● **TASK 1**
Answer these questions about the page extract below:
(a) Who keeps records in books?
(b) What did they give after the holiday?
(c) Where does Allie say the team games are played?

Now see Grit...I too am a twitcher. Like, not a proper one, i don't own binoculars for instance and I don't specially go out of way to twitch but my parents in law ARE (they keep records in books etc) and they gave us a bird book after we spent a holiday with them that was so excruciating it was preferable to stare into trees than at each others faces and that's when i too saw woodpecker or similar and felt the thrill of Nature. I love doing it because it reminds me how rarely I stand still and actually try to see what is about me and that sometimes what is about me is a delicate beautiful and extraordinary creature that lifts my heart to see it. Other times it's just a crow but whatever.

So I say...Embrace Your Inner Pigeon. And make your children do it too because it's good for them.

Allie said...

I often find myself wondering how I ended up in this place, doing this thing. Like playing team games in a grotty basketball court, for example. I never wanted to do that as a child, so how come I'm doing it now?? But, every now and then, I surprise myself by really getting inspired by something that I only went to because we're 'good home educators'. It is healthy and an excellent example to the children! Lord, I sound like that sinister, grinning lady on "Honey we're killing the kids"...

● **RECORDS FOR THE EXERCISE**
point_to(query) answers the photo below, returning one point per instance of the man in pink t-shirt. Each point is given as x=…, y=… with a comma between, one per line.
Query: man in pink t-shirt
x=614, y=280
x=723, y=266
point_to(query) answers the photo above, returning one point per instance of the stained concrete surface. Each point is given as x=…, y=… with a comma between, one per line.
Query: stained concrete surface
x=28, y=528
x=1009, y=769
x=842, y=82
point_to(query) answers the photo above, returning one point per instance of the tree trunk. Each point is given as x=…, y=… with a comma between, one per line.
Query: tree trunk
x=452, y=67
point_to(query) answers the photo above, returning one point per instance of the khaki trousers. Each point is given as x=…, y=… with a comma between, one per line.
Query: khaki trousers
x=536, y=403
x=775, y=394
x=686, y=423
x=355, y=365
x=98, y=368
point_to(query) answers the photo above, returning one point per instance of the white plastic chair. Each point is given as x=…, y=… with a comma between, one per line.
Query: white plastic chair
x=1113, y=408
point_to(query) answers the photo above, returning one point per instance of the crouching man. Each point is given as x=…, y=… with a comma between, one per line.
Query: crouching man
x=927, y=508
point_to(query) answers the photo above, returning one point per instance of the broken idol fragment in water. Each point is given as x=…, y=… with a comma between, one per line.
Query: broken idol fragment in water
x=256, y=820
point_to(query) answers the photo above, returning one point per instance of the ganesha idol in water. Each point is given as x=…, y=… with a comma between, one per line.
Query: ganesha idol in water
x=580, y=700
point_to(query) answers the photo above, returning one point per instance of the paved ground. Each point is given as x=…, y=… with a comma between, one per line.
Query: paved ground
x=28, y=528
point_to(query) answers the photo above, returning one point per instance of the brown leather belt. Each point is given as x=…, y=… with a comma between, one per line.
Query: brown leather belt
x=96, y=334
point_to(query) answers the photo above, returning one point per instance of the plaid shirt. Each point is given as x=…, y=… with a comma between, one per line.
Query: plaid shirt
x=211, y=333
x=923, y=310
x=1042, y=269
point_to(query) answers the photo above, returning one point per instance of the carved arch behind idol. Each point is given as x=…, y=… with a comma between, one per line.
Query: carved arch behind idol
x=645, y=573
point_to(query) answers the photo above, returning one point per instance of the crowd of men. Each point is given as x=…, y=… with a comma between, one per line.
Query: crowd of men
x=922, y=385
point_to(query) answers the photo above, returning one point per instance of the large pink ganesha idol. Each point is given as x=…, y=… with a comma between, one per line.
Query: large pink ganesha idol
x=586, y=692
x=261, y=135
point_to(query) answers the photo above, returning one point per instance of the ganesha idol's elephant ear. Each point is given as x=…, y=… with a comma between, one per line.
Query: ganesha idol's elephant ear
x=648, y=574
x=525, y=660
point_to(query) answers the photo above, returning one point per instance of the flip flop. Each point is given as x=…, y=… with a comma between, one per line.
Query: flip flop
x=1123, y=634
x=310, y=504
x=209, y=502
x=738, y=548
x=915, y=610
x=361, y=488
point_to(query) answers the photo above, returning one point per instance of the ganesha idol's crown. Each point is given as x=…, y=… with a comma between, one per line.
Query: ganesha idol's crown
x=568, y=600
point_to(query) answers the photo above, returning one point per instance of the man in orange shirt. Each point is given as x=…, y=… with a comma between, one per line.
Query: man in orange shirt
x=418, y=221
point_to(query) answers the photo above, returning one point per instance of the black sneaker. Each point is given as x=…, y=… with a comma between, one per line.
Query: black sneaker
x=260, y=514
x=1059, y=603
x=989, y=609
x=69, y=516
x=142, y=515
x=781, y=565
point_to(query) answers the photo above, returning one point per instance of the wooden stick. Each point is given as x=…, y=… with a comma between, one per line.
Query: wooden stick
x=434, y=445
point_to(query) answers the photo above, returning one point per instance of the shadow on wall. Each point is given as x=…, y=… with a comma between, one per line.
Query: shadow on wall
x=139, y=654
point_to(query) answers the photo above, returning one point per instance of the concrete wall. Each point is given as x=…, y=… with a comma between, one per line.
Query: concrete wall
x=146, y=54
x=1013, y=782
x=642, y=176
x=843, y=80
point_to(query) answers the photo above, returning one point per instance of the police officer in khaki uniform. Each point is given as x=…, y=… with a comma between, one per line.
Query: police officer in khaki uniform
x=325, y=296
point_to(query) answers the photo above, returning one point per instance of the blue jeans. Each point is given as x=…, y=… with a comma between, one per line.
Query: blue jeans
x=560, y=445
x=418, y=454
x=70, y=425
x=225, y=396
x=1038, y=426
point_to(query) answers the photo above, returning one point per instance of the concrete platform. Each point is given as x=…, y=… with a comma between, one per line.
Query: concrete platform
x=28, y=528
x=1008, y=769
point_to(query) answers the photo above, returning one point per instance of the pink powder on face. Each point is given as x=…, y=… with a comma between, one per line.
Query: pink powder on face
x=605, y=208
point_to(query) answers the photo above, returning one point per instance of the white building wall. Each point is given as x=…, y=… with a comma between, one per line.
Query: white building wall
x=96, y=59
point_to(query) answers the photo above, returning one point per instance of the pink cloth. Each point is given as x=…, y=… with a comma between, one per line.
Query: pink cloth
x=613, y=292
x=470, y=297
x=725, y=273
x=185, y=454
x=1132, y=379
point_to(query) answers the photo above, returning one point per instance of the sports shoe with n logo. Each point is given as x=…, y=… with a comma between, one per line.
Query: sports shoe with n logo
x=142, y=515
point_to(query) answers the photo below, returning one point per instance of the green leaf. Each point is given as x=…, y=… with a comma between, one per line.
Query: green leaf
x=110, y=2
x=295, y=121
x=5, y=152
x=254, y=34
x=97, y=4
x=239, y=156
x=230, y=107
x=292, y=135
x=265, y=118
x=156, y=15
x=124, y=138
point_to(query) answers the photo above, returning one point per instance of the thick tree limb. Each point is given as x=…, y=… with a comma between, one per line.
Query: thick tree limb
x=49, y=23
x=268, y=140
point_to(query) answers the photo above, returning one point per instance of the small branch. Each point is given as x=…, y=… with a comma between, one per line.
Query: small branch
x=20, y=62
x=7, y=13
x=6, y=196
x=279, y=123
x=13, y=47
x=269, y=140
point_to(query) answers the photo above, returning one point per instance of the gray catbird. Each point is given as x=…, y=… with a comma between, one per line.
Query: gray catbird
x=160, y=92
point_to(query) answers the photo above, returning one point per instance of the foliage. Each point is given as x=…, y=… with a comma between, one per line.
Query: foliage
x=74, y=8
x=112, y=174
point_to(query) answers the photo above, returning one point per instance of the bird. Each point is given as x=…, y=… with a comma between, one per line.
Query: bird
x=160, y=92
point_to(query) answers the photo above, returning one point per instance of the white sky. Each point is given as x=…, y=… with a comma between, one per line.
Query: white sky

● **TASK 2**
From the rows above, copy out each line word for word, beginning with the line that contains "of the broken" and continuing through the line that contains "x=922, y=385".

● **CORRECT RESULT 1**
(a) The writer's parents-in-law.
(b) A bird book.
(c) In a grotty basketball court.

● **CORRECT RESULT 2**
point_to(query) answers the photo above, returning one point per instance of the broken idol fragment in water. Each point is given as x=…, y=… with a comma between, one per line.
Query: broken idol fragment in water
x=256, y=820
point_to(query) answers the photo above, returning one point per instance of the ganesha idol in water. Each point is given as x=…, y=… with a comma between, one per line.
Query: ganesha idol in water
x=580, y=700
point_to(query) answers the photo above, returning one point per instance of the paved ground. Each point is given as x=…, y=… with a comma between, one per line.
Query: paved ground
x=28, y=528
point_to(query) answers the photo above, returning one point per instance of the brown leather belt. Each point is given as x=…, y=… with a comma between, one per line.
Query: brown leather belt
x=96, y=334
point_to(query) answers the photo above, returning one point per instance of the plaid shirt. Each point is given as x=…, y=… with a comma between, one per line.
Query: plaid shirt
x=211, y=333
x=923, y=310
x=1042, y=269
point_to(query) answers the photo above, returning one point per instance of the carved arch behind idol. Each point is given as x=…, y=… with a comma between, one per line.
Query: carved arch behind idol
x=645, y=573
point_to(query) answers the photo above, returning one point per instance of the crowd of men. Each point is given as x=…, y=… with a comma between, one per line.
Query: crowd of men
x=922, y=385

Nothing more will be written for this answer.